§ **Attività**
1 > Rispondi alle seguenti domande sul brano dedicato alle regate.
(a) Chi ha offerto la cena che ha concluso il secondo giorno?
(b) Che cosa ha ricevuto il Team Manager durante quella serata?
(c) Quale punto diventava fondamentale nella terza regata?
2 > Restituisci senza alcuna modifica la parte del brano sulle regate che va da "Punto fondamentale della" fino a "bordo ha funzionato." compreso.

§ **Brano citato**
-=-=-=-=-

La giornata è proseguita con le regate pomeridiane al termine delle quali il Team Manager nel corso del Briefing tecnico ha consegnato alle squadre materiale per la nuova sfida quella del terzo ed ultimo giorno in cui a bordo doveva esser presente un tecnico-statega vedente che facesse una cronaca di quanto stesse accadendo nel campo di regata senza dare ulteriori aiuti ed informazioni ai velisti.
Punto fondamentale della terza regata diventava quindi la Comunicazione all’interno del Team e il riconoscimento dei ruoli e delle competenze di ognuno.
Il secondo giorno si è concluso con la gradita cena offerta da Club Lions di Alcamo e Castellamare serata in cui Il Team Manager ha ricevuto un premio per l’iniziativa e per il lavoro svolto.
 
Il Terzo giorno:
La presenza dello stratega a bordo ha funzionato.
La competizione è stata molto sentita dai partecipanti e la motivazione sempre alta.
Divertimento e passione, squadrismo, agonismo e antagonismo. Tante le suggestioni a bordo.

-=-=-=-=-

§ **Dati estratti**
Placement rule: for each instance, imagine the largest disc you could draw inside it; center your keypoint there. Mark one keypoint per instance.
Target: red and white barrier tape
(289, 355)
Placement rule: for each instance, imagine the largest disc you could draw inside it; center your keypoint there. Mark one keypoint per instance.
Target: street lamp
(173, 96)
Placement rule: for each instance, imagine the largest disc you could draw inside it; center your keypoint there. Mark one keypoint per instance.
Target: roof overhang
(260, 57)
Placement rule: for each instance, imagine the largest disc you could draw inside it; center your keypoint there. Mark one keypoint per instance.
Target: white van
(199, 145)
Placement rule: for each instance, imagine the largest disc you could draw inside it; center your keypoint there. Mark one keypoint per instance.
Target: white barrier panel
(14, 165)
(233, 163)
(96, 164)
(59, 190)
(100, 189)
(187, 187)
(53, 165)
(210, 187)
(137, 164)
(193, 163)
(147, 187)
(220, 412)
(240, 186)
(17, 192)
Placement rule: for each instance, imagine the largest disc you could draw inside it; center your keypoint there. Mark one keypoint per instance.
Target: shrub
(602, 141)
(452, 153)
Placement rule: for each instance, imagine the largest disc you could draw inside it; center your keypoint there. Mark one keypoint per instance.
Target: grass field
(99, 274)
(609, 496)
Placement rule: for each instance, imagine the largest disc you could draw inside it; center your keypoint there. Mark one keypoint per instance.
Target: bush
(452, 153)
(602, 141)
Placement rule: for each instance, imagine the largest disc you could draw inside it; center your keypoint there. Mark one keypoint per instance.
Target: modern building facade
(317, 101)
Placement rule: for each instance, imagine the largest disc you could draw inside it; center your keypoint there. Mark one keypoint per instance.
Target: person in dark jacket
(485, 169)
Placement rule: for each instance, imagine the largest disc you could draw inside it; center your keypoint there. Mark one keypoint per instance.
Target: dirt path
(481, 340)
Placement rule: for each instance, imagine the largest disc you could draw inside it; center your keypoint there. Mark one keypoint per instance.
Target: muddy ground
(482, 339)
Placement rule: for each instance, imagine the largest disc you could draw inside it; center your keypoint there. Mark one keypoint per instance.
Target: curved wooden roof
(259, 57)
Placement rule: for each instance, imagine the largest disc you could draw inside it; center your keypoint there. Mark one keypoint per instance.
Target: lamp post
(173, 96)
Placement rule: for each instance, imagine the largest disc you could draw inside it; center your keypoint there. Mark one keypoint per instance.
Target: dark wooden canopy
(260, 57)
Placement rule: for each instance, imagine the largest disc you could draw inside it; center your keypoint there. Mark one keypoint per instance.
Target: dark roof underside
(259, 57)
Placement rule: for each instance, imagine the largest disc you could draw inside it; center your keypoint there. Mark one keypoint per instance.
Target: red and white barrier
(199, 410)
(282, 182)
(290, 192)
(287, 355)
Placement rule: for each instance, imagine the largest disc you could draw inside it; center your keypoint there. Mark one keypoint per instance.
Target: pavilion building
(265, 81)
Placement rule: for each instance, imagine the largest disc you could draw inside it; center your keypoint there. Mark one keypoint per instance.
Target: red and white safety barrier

-=-=-=-=-

§ **Risultati in ordine**
1 >
(a) Il Club Lions di Alcamo e Castellamare.
(b) Un premio per l'iniziativa e per il lavoro svolto.
(c) La Comunicazione all'interno del Team e il riconoscimento dei ruoli e delle competenze di ognuno.

2 >
Punto fondamentale della terza regata diventava quindi la Comunicazione all’interno del Team e il riconoscimento dei ruoli e delle competenze di ognuno.
Il secondo giorno si è concluso con la gradita cena offerta da Club Lions di Alcamo e Castellamare serata in cui Il Team Manager ha ricevuto un premio per l’iniziativa e per il lavoro svolto.
 
Il Terzo giorno:
La presenza dello stratega a bordo ha funzionato.